(Natural-language object grounding data)
—————
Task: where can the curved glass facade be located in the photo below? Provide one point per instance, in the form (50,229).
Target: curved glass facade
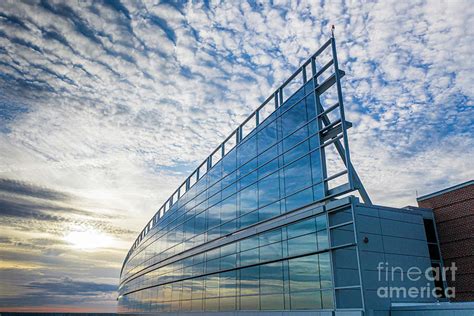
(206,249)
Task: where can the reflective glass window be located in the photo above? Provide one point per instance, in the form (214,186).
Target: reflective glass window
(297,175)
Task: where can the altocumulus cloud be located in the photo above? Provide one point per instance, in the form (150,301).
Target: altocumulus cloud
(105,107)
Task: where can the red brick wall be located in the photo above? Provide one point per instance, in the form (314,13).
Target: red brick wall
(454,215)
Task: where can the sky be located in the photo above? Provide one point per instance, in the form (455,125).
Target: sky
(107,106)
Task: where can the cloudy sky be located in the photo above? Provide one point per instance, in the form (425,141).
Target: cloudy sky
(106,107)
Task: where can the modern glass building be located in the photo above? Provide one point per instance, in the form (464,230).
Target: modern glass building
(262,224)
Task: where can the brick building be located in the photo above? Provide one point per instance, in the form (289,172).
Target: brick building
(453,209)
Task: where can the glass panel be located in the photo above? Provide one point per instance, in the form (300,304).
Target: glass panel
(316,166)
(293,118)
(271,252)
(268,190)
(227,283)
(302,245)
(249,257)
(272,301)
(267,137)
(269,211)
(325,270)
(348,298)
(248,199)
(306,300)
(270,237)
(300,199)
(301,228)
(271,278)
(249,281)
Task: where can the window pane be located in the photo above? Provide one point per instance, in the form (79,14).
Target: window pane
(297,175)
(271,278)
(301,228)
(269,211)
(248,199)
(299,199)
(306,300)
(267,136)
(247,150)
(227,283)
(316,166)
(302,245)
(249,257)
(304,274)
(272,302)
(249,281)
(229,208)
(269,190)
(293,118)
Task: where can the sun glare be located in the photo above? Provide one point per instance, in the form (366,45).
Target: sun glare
—————
Task goal
Copy every line above word for word and exclude the pictures.

Response
Task: where can the curved glass facade be located in the photo below? Provide one point per instance, in the form (50,229).
Target: curved glass facade
(206,249)
Task: where can the reflective glass window be located in the photo above? Provide one point per instance, in the form (214,186).
Target: reflective glass window
(297,175)
Task: where can the altocumulus cloud be located in the photo above? Provide one point per instance, in the form (150,301).
Target: altocumulus cloud
(105,107)
Task: where can the red brick wall be located in the photo above? Provide one point per instance, in the form (314,13).
Target: red brick wall
(454,215)
Task: where can the sky be located in the photo above? Provide one point per instance, in the form (455,125).
Target: sky
(107,106)
Task: where can the cloudy sky be located in the photo above? Provide one point per instance, in the form (425,141).
Target: cloudy sky
(106,107)
Task: where can the modern glass building be located in the photo above? Provide one point per instance, in the form (464,230).
Target: modern glass building
(262,224)
Task: where can the brick building be located in the photo above? Provide one point per instance, in the form (289,172).
Target: brick building
(453,209)
Task: where can the glass panel be located in the photo above? Provide one point per instance, in the form (300,304).
Target: glass panel
(316,166)
(293,118)
(271,252)
(268,190)
(227,283)
(302,245)
(249,257)
(272,301)
(267,137)
(269,211)
(325,270)
(348,298)
(248,199)
(306,300)
(270,237)
(300,199)
(301,228)
(271,278)
(249,281)
Task: where can the window pane be located in the photo above? Provide one point per instance, in the form (79,14).
Target: window pane
(297,175)
(271,278)
(301,228)
(269,211)
(248,199)
(299,199)
(306,300)
(267,136)
(247,150)
(227,283)
(316,166)
(302,245)
(249,257)
(304,274)
(272,302)
(249,281)
(229,208)
(269,190)
(293,118)
Task: where can the sun glare be located in the photo above? Provide one point per instance, in the form (366,45).
Target: sun glare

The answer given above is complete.